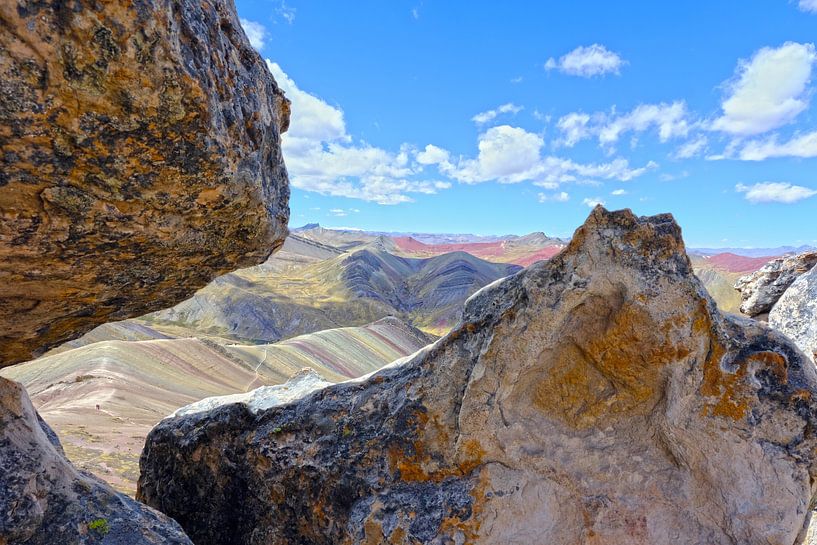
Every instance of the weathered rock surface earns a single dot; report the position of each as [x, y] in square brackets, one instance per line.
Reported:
[795, 313]
[760, 290]
[139, 158]
[45, 501]
[599, 398]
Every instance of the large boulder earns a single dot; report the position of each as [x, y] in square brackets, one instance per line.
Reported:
[597, 398]
[760, 290]
[795, 313]
[139, 158]
[45, 501]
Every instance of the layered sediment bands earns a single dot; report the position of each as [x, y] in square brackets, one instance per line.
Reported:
[44, 500]
[596, 398]
[760, 290]
[139, 158]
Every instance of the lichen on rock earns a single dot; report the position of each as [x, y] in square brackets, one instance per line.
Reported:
[139, 158]
[596, 398]
[760, 290]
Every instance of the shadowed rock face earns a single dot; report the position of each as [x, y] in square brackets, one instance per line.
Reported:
[139, 158]
[597, 398]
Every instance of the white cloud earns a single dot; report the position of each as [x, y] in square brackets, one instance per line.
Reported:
[694, 147]
[575, 128]
[511, 154]
[484, 117]
[433, 155]
[322, 157]
[592, 202]
[562, 196]
[341, 212]
[802, 145]
[507, 154]
[312, 118]
[286, 12]
[587, 62]
[768, 91]
[669, 119]
[775, 192]
[255, 32]
[808, 5]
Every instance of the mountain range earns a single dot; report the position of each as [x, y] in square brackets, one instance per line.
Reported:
[104, 397]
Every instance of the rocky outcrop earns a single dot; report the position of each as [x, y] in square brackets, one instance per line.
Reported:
[44, 500]
[760, 290]
[139, 158]
[597, 398]
[795, 314]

Exercise description:
What you return should be exactly the lines above, starting at the one with "Every instance of the layered" and ending at the one with "Every instance of the white", and nothing else.

Task result:
Every instance of the layered sediment bands earns a single dot; report the position of each as [x, y] in square brackets, one instance per line.
Reported:
[44, 500]
[596, 398]
[760, 290]
[139, 158]
Every instance of the lichen on rock earns a single dot; report the position of each as [x, y] in square brackets, one instance per line.
Reported:
[139, 158]
[596, 398]
[760, 290]
Every instance of the shadowed rock face earns a single dot; report the position of each as [x, y] in square brackets, one instance per line.
Reported:
[139, 158]
[597, 398]
Every instance of the white cloud earns a single dot; report the position of each as [x, y] in square brackets, one instance per line.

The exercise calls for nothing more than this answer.